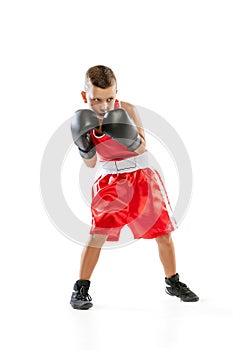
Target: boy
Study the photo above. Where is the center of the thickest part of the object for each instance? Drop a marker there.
(128, 191)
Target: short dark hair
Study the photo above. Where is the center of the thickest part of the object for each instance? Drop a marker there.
(100, 76)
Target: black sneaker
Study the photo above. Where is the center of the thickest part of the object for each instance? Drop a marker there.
(80, 299)
(176, 288)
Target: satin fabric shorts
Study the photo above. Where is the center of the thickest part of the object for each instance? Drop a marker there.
(137, 199)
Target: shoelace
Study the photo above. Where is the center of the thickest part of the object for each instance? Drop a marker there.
(84, 294)
(180, 285)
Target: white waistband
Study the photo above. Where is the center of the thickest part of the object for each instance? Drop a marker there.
(126, 165)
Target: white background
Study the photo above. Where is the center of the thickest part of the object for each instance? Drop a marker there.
(174, 57)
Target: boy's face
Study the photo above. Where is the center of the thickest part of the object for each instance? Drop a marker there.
(100, 100)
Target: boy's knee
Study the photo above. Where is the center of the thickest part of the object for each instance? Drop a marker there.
(165, 239)
(97, 240)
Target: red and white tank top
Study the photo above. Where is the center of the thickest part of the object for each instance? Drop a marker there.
(110, 150)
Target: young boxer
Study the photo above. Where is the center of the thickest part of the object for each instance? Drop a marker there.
(128, 191)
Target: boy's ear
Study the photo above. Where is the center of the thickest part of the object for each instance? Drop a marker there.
★ ★ ★
Can the entries above be repeated exactly, without their pictures?

Target: boy
Study the photo above. Where is the center of the thickest part of the object for each instance? Drop a marker there.
(128, 191)
Target: short dark hair
Study the photo above. Where is the center of the thickest part of the object for each instance? Drop a marker there.
(100, 76)
Target: black sneaker
Study the photo above. Where is the center of the thickest part of the object for each instance? Drop a marker there.
(80, 299)
(176, 288)
Target: satin fabric shorts
Study the photo above. Where is the center of the thickest part of the object for each instance? Drop a marker there.
(137, 199)
Target: shoelace
Study the photo above. Where is the center of the thickest part of the object for each instance? Drop a marker there.
(84, 294)
(180, 285)
Target: white waistband
Study the photo above. Where is the center of the thickest part of the object for each instance? Drop a marker there.
(126, 165)
Target: white background
Study the photo above. Where is the center of the thickest part of the object for each instance? Drop a marker there.
(174, 57)
Target: boy's face
Study the photo above. Where is the center of the thickest part of the object for each instance? Drop a marker there.
(100, 100)
Target: boy's knee
Study the photo above. Where is the center of the thickest part of the object for each instance? Drop a marker there.
(165, 239)
(97, 240)
Target: red and white tank top
Study the photo above. Where is the center of the thickest part of the object for each instance? Drop a marker there.
(110, 150)
Target: young boxer
Study the photo above. Where is the center of the thickest part of the object for each instance? Drop a marker there.
(128, 191)
Target: boy's ear
Study the photo above. Where is the center of the thickest part of the object for each instance? Drop a marker there.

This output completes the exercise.